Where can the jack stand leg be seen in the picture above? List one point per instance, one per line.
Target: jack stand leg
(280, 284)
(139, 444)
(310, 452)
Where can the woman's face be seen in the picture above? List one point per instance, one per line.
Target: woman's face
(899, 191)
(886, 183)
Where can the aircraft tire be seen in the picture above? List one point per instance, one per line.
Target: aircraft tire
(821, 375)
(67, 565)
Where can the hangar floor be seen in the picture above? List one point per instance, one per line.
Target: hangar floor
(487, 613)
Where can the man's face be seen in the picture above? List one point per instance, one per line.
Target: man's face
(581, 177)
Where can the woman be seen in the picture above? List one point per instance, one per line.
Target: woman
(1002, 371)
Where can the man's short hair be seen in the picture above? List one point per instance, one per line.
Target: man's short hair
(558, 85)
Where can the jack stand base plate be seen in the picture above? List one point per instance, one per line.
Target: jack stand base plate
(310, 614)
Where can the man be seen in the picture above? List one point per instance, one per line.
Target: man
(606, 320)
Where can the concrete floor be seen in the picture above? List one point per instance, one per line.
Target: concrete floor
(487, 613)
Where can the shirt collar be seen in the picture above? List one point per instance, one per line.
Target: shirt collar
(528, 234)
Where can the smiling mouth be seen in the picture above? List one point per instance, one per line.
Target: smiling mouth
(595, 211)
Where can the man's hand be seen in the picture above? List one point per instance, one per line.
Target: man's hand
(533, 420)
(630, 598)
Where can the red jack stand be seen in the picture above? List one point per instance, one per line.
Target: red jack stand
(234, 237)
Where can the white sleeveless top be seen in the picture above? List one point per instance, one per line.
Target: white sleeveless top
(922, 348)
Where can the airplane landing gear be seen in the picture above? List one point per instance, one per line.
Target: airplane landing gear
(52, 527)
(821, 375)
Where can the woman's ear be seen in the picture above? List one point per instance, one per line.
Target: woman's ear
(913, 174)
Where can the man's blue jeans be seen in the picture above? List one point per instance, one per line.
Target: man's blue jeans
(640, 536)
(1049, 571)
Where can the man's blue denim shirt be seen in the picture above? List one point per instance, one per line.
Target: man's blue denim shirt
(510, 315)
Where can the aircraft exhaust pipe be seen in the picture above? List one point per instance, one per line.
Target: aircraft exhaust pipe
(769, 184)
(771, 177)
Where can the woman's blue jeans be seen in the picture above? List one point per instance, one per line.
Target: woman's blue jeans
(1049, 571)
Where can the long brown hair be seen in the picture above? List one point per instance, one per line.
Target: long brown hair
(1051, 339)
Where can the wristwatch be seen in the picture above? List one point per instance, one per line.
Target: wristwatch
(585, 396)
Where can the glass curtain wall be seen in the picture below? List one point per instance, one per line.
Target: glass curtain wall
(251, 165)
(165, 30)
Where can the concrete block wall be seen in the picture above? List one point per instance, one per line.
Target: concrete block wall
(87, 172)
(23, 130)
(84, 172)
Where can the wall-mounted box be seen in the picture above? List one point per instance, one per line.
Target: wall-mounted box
§ §
## [WHAT TO DO]
Rewrite all the items above, changing each "blue jeans" to "denim pants" and keeping every other part unchanged.

## [SOLUTION FOR THIS TASK]
Where can the jack stand leg be seen in the picture above? List one point per instance, one per line.
Target: jack stand leg
(280, 284)
(139, 444)
(310, 452)
Where can the woman's face be seen in the picture above? List one point per instance, one per line.
Target: woman's face
(899, 191)
(886, 183)
Where can the aircraft tire be seen in the picture above? List one point per instance, one per line.
Target: aircraft tire
(821, 375)
(67, 565)
Where can the hangar floor be seen in the picture above? List one point per instance, one per line.
Target: hangar floor
(487, 613)
Where can the man's face be seen in the picture above? List one point per instance, one per line.
Target: man's face
(581, 177)
Where can the woman be seen in the picture above? List one point per instance, one per line.
Target: woman
(1002, 371)
Where can the man's short hair be seen in the picture above? List one point per instance, one per line.
Target: man's short hair
(558, 85)
Where can the jack stand base plate be seen in the picture above? List one point per instance, one per line.
Target: jack stand base plate
(310, 614)
Where can the man be seen in the picture above? List one point per instance, one per line.
Target: man
(606, 320)
Where can the concrete floor be seen in the picture above? List one point per instance, one per line.
Target: concrete floor
(487, 613)
Where can the shirt collar be seen in the picture above? List one point per instance, one per line.
Target: shirt collar
(528, 234)
Where can the smiling mouth be seen in the picture above? List one point per instance, one per line.
Target: smiling mouth
(595, 211)
Where can the man's hand be seen in the picture above? List one point per instance, one per line.
Target: man's hand
(533, 420)
(630, 598)
Where can the red jack stand be seen in the picture above? List one point per instance, one per line.
Target: red jack stand
(234, 237)
Where can the white sleeveless top be seen in the picture above? List one point per instance, one per line.
Target: white sleeveless top
(922, 348)
Where can the airplane landing gear be seen in the picture above? List one point per instance, one per line.
Target: airplane landing gear
(52, 527)
(821, 375)
Where can the woman's ear be seen in the picture above? List one point per instance, one per line.
Target: woman's ear
(913, 174)
Where can the man's denim pants be seen in the picture above? List one point per instance, one per line.
Target: man's denim pants
(640, 536)
(1049, 571)
Where can the man's blue denim shirt be seen in the picture above? List one point per instance, one per line.
Target: man's blue denim shirt
(510, 315)
Where can the aircraft exhaust pipe be seen in the picture above? List one point per instance, one per line.
Target: aircraft exhaust pipe
(769, 184)
(771, 177)
Where can the woman's denim pants be seen in the picture above? List one point per instance, one per line.
Target: woman's denim pants
(1049, 571)
Where can the long brown hair be seen in the picture above? List one point per instance, one per line.
Target: long brown hair
(1051, 339)
Where can the wristwatch be seen in the picture above? List one point per instance, one per line.
Target: wristwatch
(585, 396)
Where can the glass curtain wall be seen in the picture below? List one point per instance, one per line.
Target: glass curtain wall
(251, 165)
(165, 30)
Where can the concrete block wall be seen in the picture above? List one point per instance, one per line.
Target: concrete block wall
(87, 172)
(23, 130)
(84, 172)
Where can the wall-mounted box be seen in the picture above? List one point per instance, one per line.
Target: wall-mounted box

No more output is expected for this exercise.